Unafraid
As a teenager, it wasn’t an atypical Saturday night for me. I found myself perched on top of a wooden barstool, center stage, balancing an old acoustic guitar on my lap. The stool was smooth and polished, and my right foot kept slipping off one of the rungs causing me to lose my grip on the instrument that nearly swallowed up my small frame. I’m sure I looked ridiculous. But, I quickly readjusted my pose, trying to look as natural as possible in the most unnatural of situations. I could see little flecks of dust floating lazily in the stream of light that bore down on me from the spotlight at the back of the coffee house. If I squinted I could see through the light to make out the silhouette of a small audience clustered around candle-lit tables. And if I looked even harder, I could spot my mom. Waiting. Even though I couldn’t see her face, I knew she was smiling. And that was enough. I gripped my brown, heart-shaped pick between my thumb and middle finger, licked my lips, leaned toward the mic, and with that the song began.
Looking back, I see a time in life when I lived with abandon. I knew what my passions were. Even at a young age, I seemed unnaturally in tune with my calling. I stumbled upon my gifts and pursued them with near obsession. It was like a child unwrapping a gift tied with string and the biggest silver ribbon you’ve ever seen! Eyes wide open with disbelif, I discovered the gifts my maker had given me to serve Him with, and nothing could stop me.
But something happened along the way, between here and there. Somewhere among the criticisms and the comparisons, the one thing that made me happiest, somehow made me miserable. A sneaky little adjective crept along the corners of my mind until it wrapped its icy fingers around my heart, squeezing the life out of my passions and whispering lies until I found myself surrendering to its grip. I was afraid.
I can think back to periods of time where, in frustration, I just gave up. I swore I’d never do it again. God must have made a mistake...because something was terribly wrong. He trusted me with these gifts, and all they managed to do was hurt me. But my declarations of abandonment disintegrated time and again, and they were pushed aside as I tried and tried to pursue my callings. In spite of my misery, I couldn’t stop.
But I was still afraid. And for me, to be afraid is the worst feeling in the world. It’s something I think we all struggle with. Beginning in those lovely awkward years of life, hovering somewhere between childhood and adulthood; those years that rob us of our confidence and leave us wondering, like Moses, why God would want to use someone so unaccomplished.

Entries supplied —
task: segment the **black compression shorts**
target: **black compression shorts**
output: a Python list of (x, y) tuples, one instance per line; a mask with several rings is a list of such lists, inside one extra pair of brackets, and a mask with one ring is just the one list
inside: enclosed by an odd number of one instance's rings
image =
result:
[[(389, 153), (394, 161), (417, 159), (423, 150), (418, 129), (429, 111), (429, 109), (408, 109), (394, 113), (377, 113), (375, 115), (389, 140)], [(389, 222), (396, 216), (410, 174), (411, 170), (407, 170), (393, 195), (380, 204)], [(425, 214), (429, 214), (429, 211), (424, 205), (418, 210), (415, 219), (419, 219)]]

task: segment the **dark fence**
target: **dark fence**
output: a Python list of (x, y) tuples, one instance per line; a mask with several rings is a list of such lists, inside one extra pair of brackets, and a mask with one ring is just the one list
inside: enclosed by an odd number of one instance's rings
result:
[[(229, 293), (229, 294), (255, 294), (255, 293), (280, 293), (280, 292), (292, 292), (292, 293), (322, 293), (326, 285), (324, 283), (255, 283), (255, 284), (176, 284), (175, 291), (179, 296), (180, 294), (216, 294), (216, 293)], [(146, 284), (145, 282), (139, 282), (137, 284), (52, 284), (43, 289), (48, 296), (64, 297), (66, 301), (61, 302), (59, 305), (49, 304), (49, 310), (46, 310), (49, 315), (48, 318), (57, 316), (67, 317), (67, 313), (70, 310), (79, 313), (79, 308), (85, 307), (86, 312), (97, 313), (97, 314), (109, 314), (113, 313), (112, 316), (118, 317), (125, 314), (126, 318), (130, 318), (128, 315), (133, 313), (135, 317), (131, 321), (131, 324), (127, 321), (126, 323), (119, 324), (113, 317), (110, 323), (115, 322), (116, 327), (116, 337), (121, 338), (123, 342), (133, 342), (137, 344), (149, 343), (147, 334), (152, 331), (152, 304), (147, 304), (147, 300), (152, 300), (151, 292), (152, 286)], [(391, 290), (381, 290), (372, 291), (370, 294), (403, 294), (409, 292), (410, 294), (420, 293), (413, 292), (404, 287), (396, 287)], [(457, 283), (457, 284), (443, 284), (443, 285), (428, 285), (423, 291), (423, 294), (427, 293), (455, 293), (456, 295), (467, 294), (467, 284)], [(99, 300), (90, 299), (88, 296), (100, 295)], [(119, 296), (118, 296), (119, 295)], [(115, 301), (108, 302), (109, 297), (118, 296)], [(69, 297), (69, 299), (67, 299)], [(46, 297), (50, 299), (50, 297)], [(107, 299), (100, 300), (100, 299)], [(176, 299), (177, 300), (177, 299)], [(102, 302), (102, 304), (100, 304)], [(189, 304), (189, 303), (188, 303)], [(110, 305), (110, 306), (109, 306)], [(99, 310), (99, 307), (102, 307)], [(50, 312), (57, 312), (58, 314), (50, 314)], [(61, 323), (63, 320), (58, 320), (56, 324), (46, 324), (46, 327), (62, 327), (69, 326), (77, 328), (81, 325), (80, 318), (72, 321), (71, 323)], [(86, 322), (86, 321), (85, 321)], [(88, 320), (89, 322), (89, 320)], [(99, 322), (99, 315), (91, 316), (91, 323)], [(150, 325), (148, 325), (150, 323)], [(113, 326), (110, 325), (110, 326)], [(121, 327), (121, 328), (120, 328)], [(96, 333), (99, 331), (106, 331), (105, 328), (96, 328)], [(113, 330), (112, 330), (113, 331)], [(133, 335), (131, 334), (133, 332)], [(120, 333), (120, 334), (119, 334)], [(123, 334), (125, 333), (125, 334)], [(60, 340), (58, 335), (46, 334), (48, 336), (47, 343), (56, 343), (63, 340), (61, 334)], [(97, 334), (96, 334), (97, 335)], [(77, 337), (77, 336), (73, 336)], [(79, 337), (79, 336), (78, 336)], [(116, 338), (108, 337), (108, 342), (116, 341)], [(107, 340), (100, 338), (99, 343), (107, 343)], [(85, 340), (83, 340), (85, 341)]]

Exercise set —
(1) In the essay, what color and shape is the pick held between the thumb and middle finger?
(2) Reproduce the essay's wording from "I can think" to "someone so unaccomplished.".
The items have nothing to do with the essay.

Final results —
(1) Brown and heart-shaped.

(2)
I can think back to periods of time where, in frustration, I just gave up. I swore I’d never do it again. God must have made a mistake...because something was terribly wrong. He trusted me with these gifts, and all they managed to do was hurt me. But my declarations of abandonment disintegrated time and again, and they were pushed aside as I tried and tried to pursue my callings. In spite of my misery, I couldn’t stop.
But I was still afraid. And for me, to be afraid is the worst feeling in the world. It’s something I think we all struggle with. Beginning in those lovely awkward years of life, hovering somewhere between childhood and adulthood; those years that rob us of our confidence and leave us wondering, like Moses, why God would want to use someone so unaccomplished.